(begin)

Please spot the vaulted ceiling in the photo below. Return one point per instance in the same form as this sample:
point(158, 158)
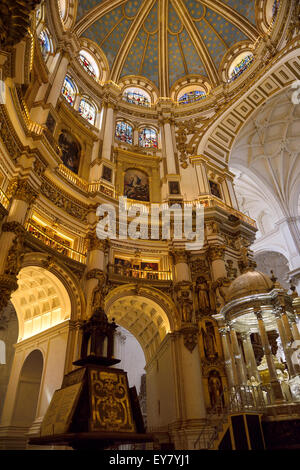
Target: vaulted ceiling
point(166, 40)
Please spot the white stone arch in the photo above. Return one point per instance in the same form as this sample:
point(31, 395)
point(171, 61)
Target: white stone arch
point(65, 276)
point(146, 312)
point(28, 388)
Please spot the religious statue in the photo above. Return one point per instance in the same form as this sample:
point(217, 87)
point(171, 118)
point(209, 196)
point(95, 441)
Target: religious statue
point(209, 341)
point(100, 292)
point(15, 256)
point(202, 294)
point(186, 305)
point(215, 388)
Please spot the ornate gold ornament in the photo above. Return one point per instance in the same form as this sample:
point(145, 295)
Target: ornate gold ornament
point(216, 252)
point(190, 338)
point(22, 190)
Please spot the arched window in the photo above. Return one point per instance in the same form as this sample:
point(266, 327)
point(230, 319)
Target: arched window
point(38, 14)
point(71, 150)
point(2, 352)
point(136, 96)
point(45, 44)
point(124, 132)
point(239, 65)
point(89, 64)
point(275, 8)
point(87, 111)
point(69, 90)
point(62, 6)
point(148, 138)
point(191, 96)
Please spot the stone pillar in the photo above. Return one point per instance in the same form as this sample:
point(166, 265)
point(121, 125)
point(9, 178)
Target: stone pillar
point(240, 366)
point(250, 357)
point(275, 384)
point(58, 79)
point(191, 373)
point(285, 341)
point(95, 170)
point(95, 274)
point(13, 233)
point(182, 271)
point(109, 132)
point(230, 366)
point(136, 136)
point(39, 114)
point(169, 148)
point(216, 255)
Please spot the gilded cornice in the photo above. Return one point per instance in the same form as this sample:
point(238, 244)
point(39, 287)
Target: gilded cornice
point(62, 200)
point(22, 190)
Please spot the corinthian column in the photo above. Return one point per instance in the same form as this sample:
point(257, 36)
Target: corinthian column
point(169, 148)
point(12, 238)
point(286, 341)
point(239, 360)
point(109, 132)
point(275, 385)
point(230, 366)
point(250, 357)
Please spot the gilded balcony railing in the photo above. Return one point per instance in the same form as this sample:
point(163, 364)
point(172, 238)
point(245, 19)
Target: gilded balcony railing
point(147, 275)
point(4, 199)
point(61, 248)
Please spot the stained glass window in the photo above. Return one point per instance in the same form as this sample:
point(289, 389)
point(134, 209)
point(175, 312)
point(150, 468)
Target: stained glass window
point(87, 111)
point(241, 67)
point(87, 65)
point(135, 96)
point(148, 138)
point(68, 91)
point(191, 96)
point(38, 15)
point(275, 8)
point(124, 132)
point(44, 44)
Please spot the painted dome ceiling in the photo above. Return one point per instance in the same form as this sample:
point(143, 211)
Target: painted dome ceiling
point(166, 40)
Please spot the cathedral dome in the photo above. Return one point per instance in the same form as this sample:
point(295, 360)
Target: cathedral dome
point(171, 45)
point(249, 283)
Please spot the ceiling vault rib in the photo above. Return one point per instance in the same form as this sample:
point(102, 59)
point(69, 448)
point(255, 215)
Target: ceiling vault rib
point(197, 40)
point(111, 31)
point(134, 28)
point(216, 33)
point(163, 48)
point(182, 55)
point(144, 54)
point(95, 14)
point(233, 17)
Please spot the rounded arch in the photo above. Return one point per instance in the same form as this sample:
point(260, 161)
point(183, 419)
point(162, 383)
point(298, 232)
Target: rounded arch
point(65, 276)
point(28, 389)
point(273, 259)
point(224, 128)
point(146, 312)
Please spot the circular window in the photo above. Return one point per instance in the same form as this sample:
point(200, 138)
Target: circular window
point(137, 96)
point(191, 94)
point(239, 65)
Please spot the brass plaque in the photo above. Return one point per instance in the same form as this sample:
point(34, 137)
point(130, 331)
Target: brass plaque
point(110, 403)
point(73, 377)
point(59, 414)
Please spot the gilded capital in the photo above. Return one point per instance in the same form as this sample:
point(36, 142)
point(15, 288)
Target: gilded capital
point(23, 191)
point(14, 227)
point(180, 256)
point(8, 284)
point(95, 243)
point(216, 252)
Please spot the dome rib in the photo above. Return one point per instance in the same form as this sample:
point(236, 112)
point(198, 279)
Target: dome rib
point(191, 36)
point(133, 31)
point(197, 41)
point(234, 17)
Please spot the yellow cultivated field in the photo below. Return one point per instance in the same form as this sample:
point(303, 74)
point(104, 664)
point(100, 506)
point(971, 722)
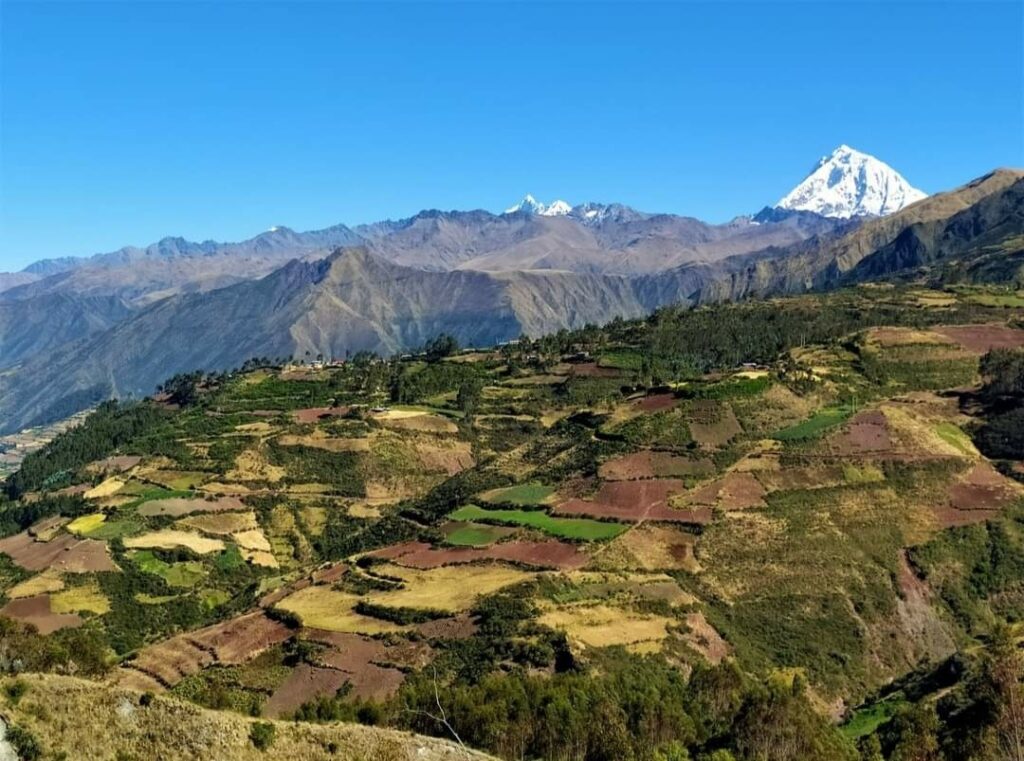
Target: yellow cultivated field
point(324, 607)
point(224, 489)
point(603, 626)
point(77, 599)
point(108, 488)
point(258, 557)
point(252, 540)
point(220, 523)
point(48, 581)
point(86, 523)
point(252, 465)
point(171, 538)
point(451, 588)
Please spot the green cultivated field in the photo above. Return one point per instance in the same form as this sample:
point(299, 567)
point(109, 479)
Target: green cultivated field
point(815, 425)
point(582, 529)
point(524, 494)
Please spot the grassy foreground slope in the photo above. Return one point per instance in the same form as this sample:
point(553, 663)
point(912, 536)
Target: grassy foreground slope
point(78, 719)
point(760, 531)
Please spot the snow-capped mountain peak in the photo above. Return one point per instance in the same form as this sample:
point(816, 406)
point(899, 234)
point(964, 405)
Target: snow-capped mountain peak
point(848, 183)
point(530, 205)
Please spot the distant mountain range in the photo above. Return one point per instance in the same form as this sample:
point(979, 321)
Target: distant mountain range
point(117, 324)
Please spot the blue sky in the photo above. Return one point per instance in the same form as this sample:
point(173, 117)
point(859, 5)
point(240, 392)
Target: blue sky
point(121, 123)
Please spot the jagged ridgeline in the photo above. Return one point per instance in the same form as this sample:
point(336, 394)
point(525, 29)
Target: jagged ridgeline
point(118, 325)
point(785, 529)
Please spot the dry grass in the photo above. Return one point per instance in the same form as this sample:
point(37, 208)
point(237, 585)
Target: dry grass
point(449, 588)
point(86, 523)
point(48, 581)
point(105, 489)
point(603, 626)
point(168, 539)
point(220, 523)
point(119, 726)
point(324, 607)
point(77, 599)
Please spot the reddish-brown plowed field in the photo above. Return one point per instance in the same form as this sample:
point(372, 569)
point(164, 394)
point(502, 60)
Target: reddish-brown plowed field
point(737, 491)
point(178, 506)
point(313, 414)
point(229, 642)
point(591, 370)
point(866, 432)
point(242, 638)
point(981, 338)
point(978, 497)
point(171, 661)
point(541, 554)
point(656, 403)
point(64, 552)
point(36, 610)
point(303, 684)
point(649, 464)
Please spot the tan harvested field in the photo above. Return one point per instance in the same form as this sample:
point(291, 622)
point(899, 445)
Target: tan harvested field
point(452, 588)
point(64, 553)
point(252, 465)
point(303, 684)
point(445, 456)
point(320, 440)
point(735, 491)
point(48, 581)
point(178, 506)
point(220, 523)
point(322, 607)
point(603, 626)
point(656, 403)
point(253, 539)
point(652, 547)
point(888, 337)
point(865, 432)
point(811, 476)
point(313, 414)
point(980, 495)
point(47, 529)
point(713, 424)
point(170, 728)
point(456, 627)
point(116, 464)
point(550, 554)
point(77, 599)
point(37, 611)
point(168, 539)
point(648, 464)
point(105, 489)
point(592, 370)
point(704, 638)
point(233, 641)
point(416, 421)
point(981, 338)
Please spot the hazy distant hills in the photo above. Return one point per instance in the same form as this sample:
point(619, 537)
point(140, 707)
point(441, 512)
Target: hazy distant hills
point(119, 324)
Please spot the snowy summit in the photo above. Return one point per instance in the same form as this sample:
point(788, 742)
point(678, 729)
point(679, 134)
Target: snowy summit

(end)

**Task objective:** Put each line of the material above into a Markdown table with two columns, Row and Line, numbering the rows and skipping any blank lines. Leave the pictures out.

**The result:**
| Row | Line |
|---|---|
| 1 | Please spot the vaulted ceiling in the photo below. Return one point per instance in the same form as this sample: |
| 2 | point(158, 158) |
| 3 | Target: vaulted ceiling |
| 4 | point(166, 40) |
| 5 | Please spot the white stone arch in the photo above. Return one point per instance in the same form as this sample: |
| 6 | point(31, 395) |
| 7 | point(171, 61) |
| 8 | Target: white stone arch |
| 9 | point(65, 276) |
| 10 | point(146, 312) |
| 11 | point(28, 388) |
| 12 | Please spot the religious statue in the photo above. Return one point per instance in the same form as this sample: |
| 13 | point(217, 87) |
| 14 | point(171, 118) |
| 15 | point(209, 196) |
| 16 | point(95, 441) |
| 17 | Target: religious statue |
| 18 | point(209, 341) |
| 19 | point(100, 292) |
| 20 | point(15, 256) |
| 21 | point(202, 294) |
| 22 | point(186, 305) |
| 23 | point(215, 388) |
| 24 | Please spot the ornate gold ornament in the photo above. Return one point per instance in the same form as this sample: |
| 25 | point(145, 295) |
| 26 | Target: ornate gold ornament |
| 27 | point(216, 252) |
| 28 | point(190, 338) |
| 29 | point(22, 190) |
| 30 | Please spot the arched window in the photo above. Return one point per instance in the same form as this sample: |
| 31 | point(266, 327) |
| 32 | point(230, 319) |
| 33 | Target: arched window |
| 34 | point(38, 14) |
| 35 | point(71, 150) |
| 36 | point(2, 352) |
| 37 | point(136, 96) |
| 38 | point(45, 44) |
| 39 | point(124, 132) |
| 40 | point(239, 65) |
| 41 | point(89, 64) |
| 42 | point(275, 8) |
| 43 | point(87, 111) |
| 44 | point(69, 90) |
| 45 | point(62, 6) |
| 46 | point(148, 138) |
| 47 | point(191, 96) |
| 48 | Please spot the stone pillar in the photo above. Return one point per instance in the same form as this sample: |
| 49 | point(166, 265) |
| 50 | point(121, 125) |
| 51 | point(9, 178) |
| 52 | Target: stone pillar |
| 53 | point(240, 366) |
| 54 | point(250, 357) |
| 55 | point(275, 384) |
| 56 | point(58, 79) |
| 57 | point(191, 373) |
| 58 | point(285, 341) |
| 59 | point(95, 170) |
| 60 | point(95, 274) |
| 61 | point(13, 233) |
| 62 | point(182, 271) |
| 63 | point(109, 132) |
| 64 | point(230, 366) |
| 65 | point(136, 136) |
| 66 | point(39, 114) |
| 67 | point(169, 148) |
| 68 | point(216, 255) |
| 69 | Please spot the gilded cornice in the photo above. Return one point per instance in the same form as this sample: |
| 70 | point(238, 244) |
| 71 | point(39, 287) |
| 72 | Target: gilded cornice |
| 73 | point(62, 200) |
| 74 | point(22, 190) |
| 75 | Please spot the corinthian column in the photo above. Return one point per instance in the same form as this sample: |
| 76 | point(257, 36) |
| 77 | Target: corinthian column |
| 78 | point(169, 148) |
| 79 | point(12, 238) |
| 80 | point(286, 341) |
| 81 | point(239, 360) |
| 82 | point(109, 132) |
| 83 | point(275, 385) |
| 84 | point(230, 366) |
| 85 | point(250, 357) |
| 86 | Please spot the gilded balcony railing in the photo above. Return one point per instance in the same form as this sample: |
| 87 | point(163, 364) |
| 88 | point(172, 238) |
| 89 | point(245, 19) |
| 90 | Target: gilded balcony railing |
| 91 | point(147, 275) |
| 92 | point(4, 199) |
| 93 | point(61, 248) |
| 94 | Please spot the stained glass window in the photo above. Return one point per instance in the same form as this sample: |
| 95 | point(289, 389) |
| 96 | point(134, 209) |
| 97 | point(175, 312) |
| 98 | point(150, 468) |
| 99 | Target: stained glass window |
| 100 | point(87, 111) |
| 101 | point(241, 67) |
| 102 | point(87, 65) |
| 103 | point(135, 96) |
| 104 | point(148, 138) |
| 105 | point(68, 91) |
| 106 | point(191, 96) |
| 107 | point(38, 15) |
| 108 | point(275, 8) |
| 109 | point(124, 132) |
| 110 | point(44, 44) |
| 111 | Please spot the painted dome ceiling in the photo above. Return one point per instance in the same form as this sample: |
| 112 | point(143, 211) |
| 113 | Target: painted dome ceiling |
| 114 | point(166, 40) |
| 115 | Please spot the cathedral dome in the photo above. Return one point per instance in the same form as this sample: |
| 116 | point(295, 360) |
| 117 | Target: cathedral dome |
| 118 | point(171, 45) |
| 119 | point(249, 283) |
| 120 | Please spot the ceiling vault rib in the photo above. Return one point per instance in the same form as this sample: |
| 121 | point(102, 59) |
| 122 | point(69, 448) |
| 123 | point(255, 215) |
| 124 | Target: ceiling vault rib |
| 125 | point(197, 40) |
| 126 | point(111, 31) |
| 127 | point(134, 28) |
| 128 | point(216, 33) |
| 129 | point(163, 48) |
| 130 | point(182, 55) |
| 131 | point(144, 54) |
| 132 | point(95, 14) |
| 133 | point(233, 17) |
| 134 | Please spot the rounded arch in the photo above. Return one point per instance in the same form as this sample: |
| 135 | point(260, 161) |
| 136 | point(183, 419) |
| 137 | point(162, 383) |
| 138 | point(298, 232) |
| 139 | Target: rounded arch |
| 140 | point(65, 276) |
| 141 | point(28, 389) |
| 142 | point(273, 259) |
| 143 | point(224, 128) |
| 144 | point(146, 312) |
| 145 | Please spot the circular window in the photo above. Return one point per instance in the same form as this sample: |
| 146 | point(200, 138) |
| 147 | Target: circular window |
| 148 | point(137, 96) |
| 149 | point(191, 94) |
| 150 | point(239, 65) |
| 151 | Please spot the brass plaque in the photo above. Return one point per instance in the same form as this sample: |
| 152 | point(34, 137) |
| 153 | point(130, 331) |
| 154 | Target: brass plaque |
| 155 | point(110, 403) |
| 156 | point(73, 377) |
| 157 | point(59, 414) |
| 158 | Please spot the gilded capital in the photo above. Return one point per instance in the same form as this sample: |
| 159 | point(36, 142) |
| 160 | point(15, 288) |
| 161 | Target: gilded capital |
| 162 | point(23, 191) |
| 163 | point(14, 227) |
| 164 | point(180, 256) |
| 165 | point(8, 284) |
| 166 | point(95, 243) |
| 167 | point(216, 252) |
| 168 | Please spot the dome rib in the photo above. Return one point per instance in the same form as this sample: |
| 169 | point(236, 112) |
| 170 | point(198, 279) |
| 171 | Target: dome rib |
| 172 | point(191, 36) |
| 173 | point(133, 31) |
| 174 | point(197, 41) |
| 175 | point(234, 17) |
| 176 | Please spot the yellow cultivated field in the photo below. Return one point per instance in the same form as this sample: |
| 177 | point(303, 74) |
| 178 | point(104, 664) |
| 179 | point(100, 506) |
| 180 | point(971, 722) |
| 181 | Target: yellow cultivated field |
| 182 | point(324, 607) |
| 183 | point(224, 489) |
| 184 | point(603, 626) |
| 185 | point(77, 599) |
| 186 | point(108, 488) |
| 187 | point(258, 557) |
| 188 | point(252, 540) |
| 189 | point(220, 523) |
| 190 | point(48, 581) |
| 191 | point(86, 523) |
| 192 | point(252, 465) |
| 193 | point(171, 538) |
| 194 | point(451, 588) |
| 195 | Please spot the green cultivated field in the photo above. Return one point per instance in the same form as this sample: |
| 196 | point(299, 567) |
| 197 | point(109, 479) |
| 198 | Target: green cultivated field |
| 199 | point(815, 425) |
| 200 | point(582, 529) |
| 201 | point(524, 494) |
| 202 | Please spot the grassy foreground slope in the photo above. Return one point per instance in the same form as this sample: |
| 203 | point(553, 663) |
| 204 | point(912, 536) |
| 205 | Target: grassy foreground slope |
| 206 | point(78, 719) |
| 207 | point(760, 531) |
| 208 | Please spot the snow-capped mountain peak in the photo above. Return one point per instance in the same form as this sample: |
| 209 | point(816, 406) |
| 210 | point(899, 234) |
| 211 | point(964, 405) |
| 212 | Target: snow-capped mountain peak |
| 213 | point(848, 183) |
| 214 | point(530, 205) |
| 215 | Please spot the distant mountain range in the photo above. Return one point per instance in the same form as this sample: |
| 216 | point(979, 321) |
| 217 | Target: distant mountain range |
| 218 | point(117, 324) |
| 219 | Please spot the blue sky in the photo above. Return one point per instance in the same form as this sample: |
| 220 | point(173, 117) |
| 221 | point(859, 5) |
| 222 | point(240, 392) |
| 223 | Target: blue sky |
| 224 | point(121, 123) |
| 225 | Please spot the jagged ridgeline in the photo above. Return one point per instance in the same form as this sample: |
| 226 | point(336, 394) |
| 227 | point(525, 29) |
| 228 | Target: jagged ridgeline |
| 229 | point(118, 325) |
| 230 | point(785, 529) |
| 231 | Please spot the dry grass in the photo above. Return one point per instance in the same form as this sample: |
| 232 | point(37, 208) |
| 233 | point(237, 585) |
| 234 | Target: dry grass |
| 235 | point(449, 588) |
| 236 | point(86, 523) |
| 237 | point(48, 581) |
| 238 | point(105, 489) |
| 239 | point(603, 626) |
| 240 | point(168, 539) |
| 241 | point(220, 523) |
| 242 | point(119, 726) |
| 243 | point(324, 607) |
| 244 | point(77, 599) |
| 245 | Please spot the reddish-brown plowed field in the photo above. Return one point per instance in the same form as this sample: |
| 246 | point(372, 569) |
| 247 | point(164, 394) |
| 248 | point(502, 60) |
| 249 | Target: reddish-brown plowed field |
| 250 | point(737, 491) |
| 251 | point(178, 506) |
| 252 | point(313, 414) |
| 253 | point(229, 642) |
| 254 | point(591, 370) |
| 255 | point(866, 432) |
| 256 | point(242, 638) |
| 257 | point(981, 338) |
| 258 | point(978, 497) |
| 259 | point(171, 661) |
| 260 | point(541, 554) |
| 261 | point(656, 403) |
| 262 | point(64, 552) |
| 263 | point(36, 610) |
| 264 | point(303, 684) |
| 265 | point(649, 464) |
| 266 | Please spot the tan harvested field in the photo above. Return one point per instance in the same form as this sample: |
| 267 | point(291, 622) |
| 268 | point(899, 445) |
| 269 | Target: tan harvested field |
| 270 | point(452, 588) |
| 271 | point(64, 553) |
| 272 | point(252, 465) |
| 273 | point(303, 684) |
| 274 | point(445, 456) |
| 275 | point(320, 440) |
| 276 | point(735, 491) |
| 277 | point(48, 581) |
| 278 | point(178, 506) |
| 279 | point(220, 523) |
| 280 | point(322, 607) |
| 281 | point(603, 626) |
| 282 | point(656, 403) |
| 283 | point(253, 539) |
| 284 | point(652, 547) |
| 285 | point(888, 337) |
| 286 | point(865, 432) |
| 287 | point(811, 476) |
| 288 | point(313, 414) |
| 289 | point(980, 495) |
| 290 | point(47, 529) |
| 291 | point(713, 424) |
| 292 | point(170, 728) |
| 293 | point(456, 627) |
| 294 | point(116, 464) |
| 295 | point(550, 554) |
| 296 | point(77, 599) |
| 297 | point(37, 611) |
| 298 | point(168, 539) |
| 299 | point(648, 464) |
| 300 | point(105, 489) |
| 301 | point(592, 370) |
| 302 | point(704, 638) |
| 303 | point(233, 641) |
| 304 | point(416, 421) |
| 305 | point(981, 338) |
| 306 | Please spot the hazy distant hills in the photo above. Return one point per instance in the same form as this sample: |
| 307 | point(619, 537) |
| 308 | point(140, 707) |
| 309 | point(441, 512) |
| 310 | Target: hazy distant hills |
| 311 | point(119, 324) |
| 312 | Please spot the snowy summit in the photo above. Return one point per instance in the same form as this sample: |
| 313 | point(788, 742) |
| 314 | point(678, 729) |
| 315 | point(679, 134) |
| 316 | Target: snowy summit |